→ About this task:
Nothing is to be output except the lines from the one containing "Could you point out every instance of the cow's" through the end of the material, each reproduced exactly.

→ Input for this task:
/---

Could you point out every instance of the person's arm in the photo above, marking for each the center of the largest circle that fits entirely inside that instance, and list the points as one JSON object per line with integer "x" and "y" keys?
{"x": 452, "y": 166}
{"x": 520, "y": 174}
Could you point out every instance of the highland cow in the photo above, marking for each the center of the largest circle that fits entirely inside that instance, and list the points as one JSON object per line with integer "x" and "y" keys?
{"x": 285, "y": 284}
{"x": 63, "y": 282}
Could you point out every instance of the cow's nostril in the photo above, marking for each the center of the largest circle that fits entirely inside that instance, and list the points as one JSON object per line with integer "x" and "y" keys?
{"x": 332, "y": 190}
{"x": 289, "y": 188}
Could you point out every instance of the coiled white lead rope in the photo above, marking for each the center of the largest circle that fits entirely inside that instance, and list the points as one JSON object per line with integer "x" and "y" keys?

\---

→ Exercise answer:
Could you point out every instance of the cow's nostril in the photo above, marking for each the center of the largest circle that fits entirely inside that instance, and list the points as one JSON object per line with integer "x" and "y" keys?
{"x": 332, "y": 190}
{"x": 289, "y": 188}
Could you point out every instance of the coiled white lead rope in the photo above, marking for each the center of the largest circle that fits entirely inside that instance, and list the points as one JSON object per line with integer "x" and "y" keys?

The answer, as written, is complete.